### Problem to solve
Copy the records word for word, from the line with "Find the bush in this photo." to the line with "[0, 61, 95, 84]", both included, and omit the pictures.
* begin Information shown *
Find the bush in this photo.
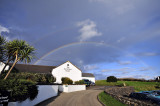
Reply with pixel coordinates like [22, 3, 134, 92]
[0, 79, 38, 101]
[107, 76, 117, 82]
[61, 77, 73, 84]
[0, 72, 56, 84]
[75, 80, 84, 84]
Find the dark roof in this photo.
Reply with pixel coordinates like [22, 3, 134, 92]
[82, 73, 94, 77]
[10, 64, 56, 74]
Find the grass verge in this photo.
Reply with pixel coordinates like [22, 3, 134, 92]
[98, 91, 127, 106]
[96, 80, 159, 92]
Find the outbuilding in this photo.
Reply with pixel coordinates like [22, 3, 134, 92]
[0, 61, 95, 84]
* end Information shown *
* begin Information shown *
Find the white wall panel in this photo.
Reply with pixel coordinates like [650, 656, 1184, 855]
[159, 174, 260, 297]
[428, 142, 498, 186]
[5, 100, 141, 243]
* end Information shown *
### Output for this exercise
Find the bush in this photo.
Reply with pixel coordinates like [22, 3, 134, 92]
[0, 79, 38, 101]
[107, 76, 117, 82]
[61, 77, 73, 84]
[0, 72, 56, 84]
[75, 80, 84, 84]
Find the dark roof in this photo.
Reply with pixel coordinates like [22, 3, 134, 92]
[82, 73, 94, 77]
[10, 64, 56, 74]
Find the grass verge in this photo.
Reply with pixel coordinates like [22, 3, 134, 92]
[98, 91, 127, 106]
[96, 80, 159, 92]
Find the outbuilding in this photo.
Reply with pixel coordinates like [22, 3, 134, 92]
[0, 61, 95, 84]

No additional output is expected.